(Point annotation dataset records)
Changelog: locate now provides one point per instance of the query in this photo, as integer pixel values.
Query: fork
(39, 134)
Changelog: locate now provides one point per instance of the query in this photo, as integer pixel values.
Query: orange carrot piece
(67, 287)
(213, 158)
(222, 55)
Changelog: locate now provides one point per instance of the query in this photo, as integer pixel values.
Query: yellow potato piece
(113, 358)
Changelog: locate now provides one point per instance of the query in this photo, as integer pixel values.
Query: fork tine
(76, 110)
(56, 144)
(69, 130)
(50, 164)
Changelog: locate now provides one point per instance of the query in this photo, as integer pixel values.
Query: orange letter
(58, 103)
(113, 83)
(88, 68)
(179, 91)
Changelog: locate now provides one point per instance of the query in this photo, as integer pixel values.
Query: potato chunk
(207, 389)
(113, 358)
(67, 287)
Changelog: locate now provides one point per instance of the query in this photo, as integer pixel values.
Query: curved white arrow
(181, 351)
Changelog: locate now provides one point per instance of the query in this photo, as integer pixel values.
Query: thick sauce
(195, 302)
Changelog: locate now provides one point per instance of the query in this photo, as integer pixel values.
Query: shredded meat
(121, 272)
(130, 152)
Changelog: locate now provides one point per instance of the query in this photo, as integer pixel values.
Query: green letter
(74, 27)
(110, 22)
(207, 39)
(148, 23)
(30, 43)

* * *

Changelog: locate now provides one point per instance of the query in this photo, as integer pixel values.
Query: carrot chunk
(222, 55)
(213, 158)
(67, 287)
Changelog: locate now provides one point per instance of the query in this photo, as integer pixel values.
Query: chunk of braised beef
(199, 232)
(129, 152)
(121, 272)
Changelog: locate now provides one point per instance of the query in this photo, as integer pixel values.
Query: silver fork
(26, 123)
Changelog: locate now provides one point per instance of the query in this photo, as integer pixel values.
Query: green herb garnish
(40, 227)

- **WHAT YOU NEED TO DO**
How many lines of the records contain the string "carrot"? Reply with the number alone.

- **THE SOLUTION**
2